● **TEXT SHOWN**:

※ ※ ※

I think some of us think because of our experience we experience everything a genetic or biological woman does. This is not possible. It is a fact. We will never know what is to experience menses or giving birth. Most of us will never know what it means to grow up female in a patriarchal society. This has left its scar upon us and why so many of us have a hard time during transition. Male privilege is hard to shake, especially for white men. This does not negate our femaleness, but it makes our experience different and we should recognize it. We should embrace it.
Another big problem is feminism. Not so many years ago, women were saying that we are not defined by our vaginas and our ovaries. In the last 15 years, I'd say that is how women are redefining themselves - which make that harder for us as women of a trans or intersexed experience as women of ...etc.
Many of the stereotypes facing Trans people from what they see on TV and the movies how do those stereotypes play out in corporate America?

※ ※ ※

● **EXERCISE DATA**:
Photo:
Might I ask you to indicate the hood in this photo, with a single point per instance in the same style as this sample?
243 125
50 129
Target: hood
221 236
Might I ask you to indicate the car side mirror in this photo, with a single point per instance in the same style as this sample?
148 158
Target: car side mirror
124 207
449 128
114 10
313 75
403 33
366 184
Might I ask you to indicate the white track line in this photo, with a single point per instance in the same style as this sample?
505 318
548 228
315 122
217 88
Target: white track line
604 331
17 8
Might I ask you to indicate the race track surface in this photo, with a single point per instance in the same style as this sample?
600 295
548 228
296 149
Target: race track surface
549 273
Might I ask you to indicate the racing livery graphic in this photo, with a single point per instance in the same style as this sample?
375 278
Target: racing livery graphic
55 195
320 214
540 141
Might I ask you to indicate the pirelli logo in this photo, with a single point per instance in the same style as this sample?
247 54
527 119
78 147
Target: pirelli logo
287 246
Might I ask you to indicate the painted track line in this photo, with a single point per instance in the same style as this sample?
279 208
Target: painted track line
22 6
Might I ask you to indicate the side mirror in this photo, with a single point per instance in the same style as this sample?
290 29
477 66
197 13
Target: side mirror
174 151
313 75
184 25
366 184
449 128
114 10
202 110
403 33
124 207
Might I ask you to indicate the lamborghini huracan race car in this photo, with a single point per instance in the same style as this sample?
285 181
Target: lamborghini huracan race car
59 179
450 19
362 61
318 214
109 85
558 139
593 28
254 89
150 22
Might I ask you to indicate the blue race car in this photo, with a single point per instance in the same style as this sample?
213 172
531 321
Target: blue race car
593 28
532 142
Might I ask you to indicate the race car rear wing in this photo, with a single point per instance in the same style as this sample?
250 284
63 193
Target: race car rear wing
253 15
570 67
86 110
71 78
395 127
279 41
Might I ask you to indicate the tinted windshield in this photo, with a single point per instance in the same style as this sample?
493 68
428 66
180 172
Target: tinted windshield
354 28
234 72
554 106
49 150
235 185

※ ※ ※

● **DIRECTIONS FOR THIS TASK**:
Using the text on trans women's experience, what are the answers to these questions?
(a) Which two experiences does the writer say "we will never know"?
(b) For whom does the writer say male privilege is especially hard to shake?
(c) Over how many years does the writer say women have been redefining themselves by their vaginas and ovaries?

● **WRITTEN ANSWER**:
(a) Menses and giving birth.
(b) White men.
(c) The last 15 years.